Continue the passage on grilled meat and cancer risk, picking up right after its last sentence.

SOURCE TEXT -
<<<<

Grilling meat is a spring and summer tradition in America. However, this cooking method may not be as safe as it is tasty. In fact, it may increase your risk of developing cancer, due to chemical reactions that produce carcinogenic compounds in meats that can act as toxic chemicals. These compounds include polycyclic aromatic hydrocarbons (PAHs) and heterocyclic amines (HCAs). HCAs and PAHs can interact with DNA, damage genes, increase risk of cancer and cause genetic damage.
Charring, smoking and barbecuing food over a charcoal, wood, or other type of fire greatly increases the concentration of PAHs. PAHs are found in the smoke generated from cooking fat that drips onto hot coals. Meats with the highest fat content have the highest levels of PAHs. Grilling meats without smoke exposure caused by the fat drippings will significantly reduce or eliminate PAHs.
HCAs are primarily produced by cooking meats and fish at high temperature. High-temperature methods of cooking such as frying and broiling produce a much greater concentration of HCA than lower-temperature methods like boiling and microwaving. The degree of cooking can also impact the amount of HCAs in your food. Well-done meat contains more than 10 times the amount of HCAs than rare meat prepared the same way. Higher consumption of well-done meat is linked to 2 to 5 times more colon cancer and 2 to 3 times more breast cancer. There is also increased risk of cancers of the stomach, pancreas and prostate.

>>>>

SUPPLIED RECORDS -
<<<<

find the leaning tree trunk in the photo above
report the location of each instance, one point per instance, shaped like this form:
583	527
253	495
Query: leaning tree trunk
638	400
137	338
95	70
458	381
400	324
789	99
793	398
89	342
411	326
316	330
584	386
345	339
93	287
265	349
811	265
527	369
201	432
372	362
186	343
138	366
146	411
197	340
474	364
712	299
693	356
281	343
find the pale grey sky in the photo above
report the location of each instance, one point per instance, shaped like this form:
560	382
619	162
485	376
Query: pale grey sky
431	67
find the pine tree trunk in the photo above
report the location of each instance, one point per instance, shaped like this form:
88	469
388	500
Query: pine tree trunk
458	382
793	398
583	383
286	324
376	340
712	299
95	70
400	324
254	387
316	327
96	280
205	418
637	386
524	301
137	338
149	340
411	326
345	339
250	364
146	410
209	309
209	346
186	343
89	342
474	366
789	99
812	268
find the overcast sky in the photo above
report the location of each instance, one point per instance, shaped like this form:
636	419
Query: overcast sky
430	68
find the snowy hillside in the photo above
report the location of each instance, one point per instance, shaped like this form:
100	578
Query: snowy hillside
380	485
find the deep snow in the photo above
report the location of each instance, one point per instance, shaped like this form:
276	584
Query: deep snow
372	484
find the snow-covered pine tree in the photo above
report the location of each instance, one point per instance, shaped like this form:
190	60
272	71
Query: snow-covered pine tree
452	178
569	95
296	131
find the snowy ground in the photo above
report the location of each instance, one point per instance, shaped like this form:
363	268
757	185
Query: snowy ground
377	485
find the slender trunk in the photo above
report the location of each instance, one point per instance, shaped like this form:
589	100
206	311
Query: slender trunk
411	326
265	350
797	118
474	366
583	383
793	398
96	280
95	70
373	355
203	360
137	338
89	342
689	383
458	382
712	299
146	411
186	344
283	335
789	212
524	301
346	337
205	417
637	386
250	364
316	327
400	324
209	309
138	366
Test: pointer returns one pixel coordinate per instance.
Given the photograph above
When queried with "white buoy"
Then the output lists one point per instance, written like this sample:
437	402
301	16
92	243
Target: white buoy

>>>>

WRITTEN RESPONSE -
According to the American Institute for Cancer Research, consumption of HCAs is most clearly linked to colon and stomach cancers. One study found that people who eat the most barbecued red meat (beef, pork and lamb) almost double their risk of colon polyps compared to those who do not eat barbecued meat. Colon polyps can develop into colon cancer. Some evidence suggests that these carcinogenic compounds can travel through the bloodstream to other tissues, which explains why HCAs can be a factor in breast and other cancers.
How can you safely grill this spring and summer?
Recipe of the Week: Grilled Moroccan Chicken Kabobs
1-1/2 to 1-3/4 pounds boneless skinless chicken breasts (or chicken tenderloins)
2 bell peppers cut into 2 inch pieces
1 red onion cut into wedges
1.5 cups mushrooms
1/4 cup extra virgin olive oil
1 teaspoon salt
1 teaspoon sugar
3 garlic cloves, minced
2 teaspoons paprika
1 teaspoon cumin
1/2 teaspoon coriander
1/4 teaspoon ginger
1/4 teaspoon turmeric
1/4 teaspoon cinnamon
1/8 teaspoon cayenne pepper
Place chicken breasts between 2 pieces of wax or parchment paper and pound to an even ½-inch thickness with a meat mallet. (Skip this step if substituting chicken tenderloins.) Cut chicken into large, bite-sized pieces.
Mix all ingredients except chicken and vegetables together in a small bowl or measuring cup. Place chicken inside 1 gallon Ziploc® bag. Reserve some of the marinade to put on kabobs while grilling, add the rest of the marinade to the bag, press air out and seal shut. Massage marinade into the chicken until evenly coated. Place the bag in a bowl in the refrigerator (to protect against leakage), and let the chicken marinate for 5-6 hours.
Clean grill and preheat to high. Thread the meat and vegetables onto metal skewers, leaving a small space between each item. Place chicken kabobs on grill, spooning marinade over top. Grill, covered, for 2-3 minutes per side or until juices run clear. Do not overcook.
Enjoy your weekend!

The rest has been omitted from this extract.